Jennifer Jacobs, Bloomberg News on

Published in News & Features

WASHINGTON -- The sudden resignation of one of President Donald Trump's top aides amid allegations of domestic abuse raised fresh questions about chief of staff John Kelly's ability to bring a tumultuous White House under control.

The episode risked tarnishing Kelly's reputation for running a tight ship and possibly weakened his political clout in Washington at a time when Trump is looking to build support on both sides of the aisle over contentious issues like immigration.

Kelly's ability to lead is also being questioned within the West Wing: several White House aides said that he had failed Trump if he had known about the allegations against staff secretary Rob Porter and not informed the president.

Kelly came further criticism for his response. When Porter resigned on Wednesday, Kelly offered only a glowing statement of the senior aide. Later that evening, he released a second statement, saying that he "was shocked by the new allegations" and that "there is no place for domestic violence in our society."

People familiar with the matter said Kelly was aware there were issues in Porter's past impeding his permanent security clearance more than a year into his tenure. White House officials declined to go into more detail about how much Kelly knew about them and when he had first been informed.

Porter has denied the allegations.

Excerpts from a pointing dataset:
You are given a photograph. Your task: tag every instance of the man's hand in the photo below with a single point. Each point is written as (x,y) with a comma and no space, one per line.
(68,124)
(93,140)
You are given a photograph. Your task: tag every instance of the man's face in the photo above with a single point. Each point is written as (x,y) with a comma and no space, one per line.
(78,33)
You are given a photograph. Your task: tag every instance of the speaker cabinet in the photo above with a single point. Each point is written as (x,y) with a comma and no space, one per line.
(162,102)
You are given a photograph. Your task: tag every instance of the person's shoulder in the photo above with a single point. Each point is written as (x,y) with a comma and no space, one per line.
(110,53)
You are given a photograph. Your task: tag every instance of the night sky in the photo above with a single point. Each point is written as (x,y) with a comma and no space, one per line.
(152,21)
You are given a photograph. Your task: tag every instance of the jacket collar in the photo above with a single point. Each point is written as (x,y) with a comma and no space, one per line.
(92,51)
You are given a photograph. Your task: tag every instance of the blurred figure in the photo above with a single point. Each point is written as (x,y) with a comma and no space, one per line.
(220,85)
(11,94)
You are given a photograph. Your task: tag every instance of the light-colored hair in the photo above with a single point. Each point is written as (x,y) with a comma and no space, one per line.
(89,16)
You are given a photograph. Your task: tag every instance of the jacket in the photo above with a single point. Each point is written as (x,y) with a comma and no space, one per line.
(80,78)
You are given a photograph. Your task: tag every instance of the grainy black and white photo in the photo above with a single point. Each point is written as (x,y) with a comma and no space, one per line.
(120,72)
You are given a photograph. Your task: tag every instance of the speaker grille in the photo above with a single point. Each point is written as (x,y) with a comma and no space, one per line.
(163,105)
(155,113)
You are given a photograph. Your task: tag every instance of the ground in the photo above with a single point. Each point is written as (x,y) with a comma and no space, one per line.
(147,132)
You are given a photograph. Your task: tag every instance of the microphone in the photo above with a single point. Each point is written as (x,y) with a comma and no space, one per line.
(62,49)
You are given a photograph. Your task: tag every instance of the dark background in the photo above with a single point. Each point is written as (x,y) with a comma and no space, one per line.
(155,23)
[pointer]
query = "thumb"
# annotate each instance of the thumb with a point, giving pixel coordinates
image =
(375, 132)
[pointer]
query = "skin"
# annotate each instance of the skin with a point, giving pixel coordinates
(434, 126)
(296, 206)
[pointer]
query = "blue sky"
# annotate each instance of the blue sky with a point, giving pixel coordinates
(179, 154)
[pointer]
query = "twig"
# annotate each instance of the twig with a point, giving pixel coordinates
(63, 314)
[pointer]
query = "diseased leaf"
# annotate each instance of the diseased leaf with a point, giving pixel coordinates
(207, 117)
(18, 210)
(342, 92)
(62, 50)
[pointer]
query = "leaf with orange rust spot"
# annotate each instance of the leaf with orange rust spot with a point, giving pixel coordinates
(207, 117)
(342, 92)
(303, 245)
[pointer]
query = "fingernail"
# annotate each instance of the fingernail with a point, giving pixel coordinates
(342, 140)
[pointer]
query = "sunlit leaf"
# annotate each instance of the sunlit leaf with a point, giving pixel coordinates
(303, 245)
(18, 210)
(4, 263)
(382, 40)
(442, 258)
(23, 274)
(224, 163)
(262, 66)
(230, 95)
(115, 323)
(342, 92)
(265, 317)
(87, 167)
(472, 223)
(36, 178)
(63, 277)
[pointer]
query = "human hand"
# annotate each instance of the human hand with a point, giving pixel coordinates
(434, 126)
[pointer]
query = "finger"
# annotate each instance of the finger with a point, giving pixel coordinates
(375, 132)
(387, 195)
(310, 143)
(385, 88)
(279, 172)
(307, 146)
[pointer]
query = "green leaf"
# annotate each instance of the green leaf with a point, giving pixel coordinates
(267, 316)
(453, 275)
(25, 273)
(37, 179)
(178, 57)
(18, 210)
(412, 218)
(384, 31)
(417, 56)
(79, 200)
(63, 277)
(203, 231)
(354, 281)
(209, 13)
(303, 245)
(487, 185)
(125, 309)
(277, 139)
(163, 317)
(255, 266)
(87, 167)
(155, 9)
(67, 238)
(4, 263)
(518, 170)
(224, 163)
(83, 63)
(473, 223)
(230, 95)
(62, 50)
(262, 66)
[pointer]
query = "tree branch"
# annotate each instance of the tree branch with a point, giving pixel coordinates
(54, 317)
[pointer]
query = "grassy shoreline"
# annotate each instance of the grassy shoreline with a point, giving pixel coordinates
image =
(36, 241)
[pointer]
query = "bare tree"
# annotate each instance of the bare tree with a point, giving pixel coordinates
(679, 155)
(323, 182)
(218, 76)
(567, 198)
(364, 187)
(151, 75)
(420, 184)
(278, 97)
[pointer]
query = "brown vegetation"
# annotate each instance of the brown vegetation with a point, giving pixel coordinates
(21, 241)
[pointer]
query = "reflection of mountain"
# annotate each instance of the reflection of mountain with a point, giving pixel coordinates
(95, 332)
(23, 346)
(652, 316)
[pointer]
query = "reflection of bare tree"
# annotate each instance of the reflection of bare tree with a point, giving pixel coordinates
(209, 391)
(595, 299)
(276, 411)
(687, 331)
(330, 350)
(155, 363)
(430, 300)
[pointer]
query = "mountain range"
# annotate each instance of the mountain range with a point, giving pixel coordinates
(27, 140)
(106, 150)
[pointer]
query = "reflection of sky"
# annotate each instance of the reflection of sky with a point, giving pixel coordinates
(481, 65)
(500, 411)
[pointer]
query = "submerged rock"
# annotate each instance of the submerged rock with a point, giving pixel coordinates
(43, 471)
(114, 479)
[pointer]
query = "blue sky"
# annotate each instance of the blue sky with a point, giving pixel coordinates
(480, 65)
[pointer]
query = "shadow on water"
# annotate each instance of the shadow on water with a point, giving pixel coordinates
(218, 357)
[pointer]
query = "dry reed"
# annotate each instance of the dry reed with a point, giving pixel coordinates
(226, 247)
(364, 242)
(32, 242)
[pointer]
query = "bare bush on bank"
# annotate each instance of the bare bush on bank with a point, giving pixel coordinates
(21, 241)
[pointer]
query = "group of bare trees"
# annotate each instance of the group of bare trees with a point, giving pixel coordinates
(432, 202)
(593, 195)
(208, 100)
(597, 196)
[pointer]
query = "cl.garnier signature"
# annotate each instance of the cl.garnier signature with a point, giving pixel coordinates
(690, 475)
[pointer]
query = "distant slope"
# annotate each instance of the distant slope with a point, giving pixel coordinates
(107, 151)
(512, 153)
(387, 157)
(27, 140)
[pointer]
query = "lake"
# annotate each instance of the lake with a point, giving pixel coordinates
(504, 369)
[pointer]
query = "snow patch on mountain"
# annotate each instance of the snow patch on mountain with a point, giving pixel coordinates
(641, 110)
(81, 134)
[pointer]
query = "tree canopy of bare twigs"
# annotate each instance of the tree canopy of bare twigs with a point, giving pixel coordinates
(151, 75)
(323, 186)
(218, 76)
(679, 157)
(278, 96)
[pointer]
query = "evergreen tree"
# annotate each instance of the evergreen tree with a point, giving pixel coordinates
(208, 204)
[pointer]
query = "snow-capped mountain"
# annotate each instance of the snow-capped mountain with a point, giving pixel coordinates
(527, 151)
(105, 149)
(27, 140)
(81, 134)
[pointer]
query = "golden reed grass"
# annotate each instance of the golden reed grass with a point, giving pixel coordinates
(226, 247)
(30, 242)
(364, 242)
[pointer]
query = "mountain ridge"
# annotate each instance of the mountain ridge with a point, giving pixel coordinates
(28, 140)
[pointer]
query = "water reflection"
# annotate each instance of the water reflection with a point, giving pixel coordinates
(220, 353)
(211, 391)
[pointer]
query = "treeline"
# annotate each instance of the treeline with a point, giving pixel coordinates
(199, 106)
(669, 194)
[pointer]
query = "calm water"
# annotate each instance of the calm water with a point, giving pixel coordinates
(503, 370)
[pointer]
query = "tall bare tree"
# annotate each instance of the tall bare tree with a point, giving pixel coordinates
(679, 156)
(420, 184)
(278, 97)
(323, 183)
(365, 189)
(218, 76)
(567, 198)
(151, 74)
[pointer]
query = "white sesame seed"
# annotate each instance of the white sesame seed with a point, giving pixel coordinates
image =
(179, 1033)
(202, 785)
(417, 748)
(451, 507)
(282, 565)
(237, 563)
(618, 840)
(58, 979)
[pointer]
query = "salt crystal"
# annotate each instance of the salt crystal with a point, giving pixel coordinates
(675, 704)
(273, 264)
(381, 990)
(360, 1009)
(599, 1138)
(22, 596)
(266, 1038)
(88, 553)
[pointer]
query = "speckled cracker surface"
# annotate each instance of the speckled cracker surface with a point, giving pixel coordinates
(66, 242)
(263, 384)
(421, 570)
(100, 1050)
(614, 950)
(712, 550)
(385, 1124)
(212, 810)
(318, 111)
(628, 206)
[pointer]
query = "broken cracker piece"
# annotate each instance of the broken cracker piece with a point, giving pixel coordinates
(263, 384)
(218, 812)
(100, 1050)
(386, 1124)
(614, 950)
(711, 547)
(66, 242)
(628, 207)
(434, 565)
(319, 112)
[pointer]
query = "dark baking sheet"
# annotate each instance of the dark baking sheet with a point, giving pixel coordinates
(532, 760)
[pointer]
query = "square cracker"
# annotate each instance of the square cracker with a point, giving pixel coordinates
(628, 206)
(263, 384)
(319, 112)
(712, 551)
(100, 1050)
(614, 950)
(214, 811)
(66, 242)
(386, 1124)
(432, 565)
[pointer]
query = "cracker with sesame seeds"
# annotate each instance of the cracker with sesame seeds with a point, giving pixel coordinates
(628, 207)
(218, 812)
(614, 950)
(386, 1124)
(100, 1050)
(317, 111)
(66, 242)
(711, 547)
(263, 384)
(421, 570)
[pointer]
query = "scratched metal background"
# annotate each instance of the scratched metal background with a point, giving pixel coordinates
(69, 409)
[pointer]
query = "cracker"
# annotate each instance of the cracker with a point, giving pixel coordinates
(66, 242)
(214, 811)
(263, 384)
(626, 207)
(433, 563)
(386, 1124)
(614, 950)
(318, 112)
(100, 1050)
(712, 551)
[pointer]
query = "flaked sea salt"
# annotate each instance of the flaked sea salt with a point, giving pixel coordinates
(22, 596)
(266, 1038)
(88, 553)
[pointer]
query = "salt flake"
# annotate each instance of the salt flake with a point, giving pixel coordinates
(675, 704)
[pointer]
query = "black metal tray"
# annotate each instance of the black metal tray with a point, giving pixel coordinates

Directions:
Continue the news report on Rob Porter's resignation, starting right after its last sentence. The data is separate material from the news report on Rob Porter's resignation.

Final answer:
When asked in a briefing on Thursday why the White House and Kelly had stood behind Porter amid the allegations, Deputy White House Press Secretary Raj Shah acknowledged that communications had reflected their positive views of Porter as a colleague.

"I think it's fair to say that we all could have done better over the last few hours -- or last few days -- in dealing with this situation," Shah said. "The emerging reports were not reflective of the individual who we had come to know."

Shah said that Kelly only became "fully aware" of the allegations this week. He declined to give details about how much the chief of staff had known before that. Shah added that Kelly retained the president's confidence.

On Thursday night, a White House official released a letter that Kelly had written to White House employees seeking to allay their concerns over the accusations against Porter.

"I want you to know that we all take matters of domestic violence very seriously," Kelly said in the letter. "We understand the shock, pain and confusion that these allegations have caused in our workplace."

Porter's title understates his significance in the White House. He served as a clearinghouse for paperwork coming in or out of the Oval Office, and he was an important influence on policy in his own right. Few aides enjoyed greater access to the Oval Office, or spent more time in the president's company. He also played a vital role in helping Kelly try to bring order to the White House.


A president's staff secretary typically would be cleared for a level of security called Top Secret Sensitive Compartmented Information, allowing him or her to handle extremely sensitive information, according to a former White House official with knowledge of the process. The secretary would have access to two computer systems, one classified and the other unclassified, the former official said.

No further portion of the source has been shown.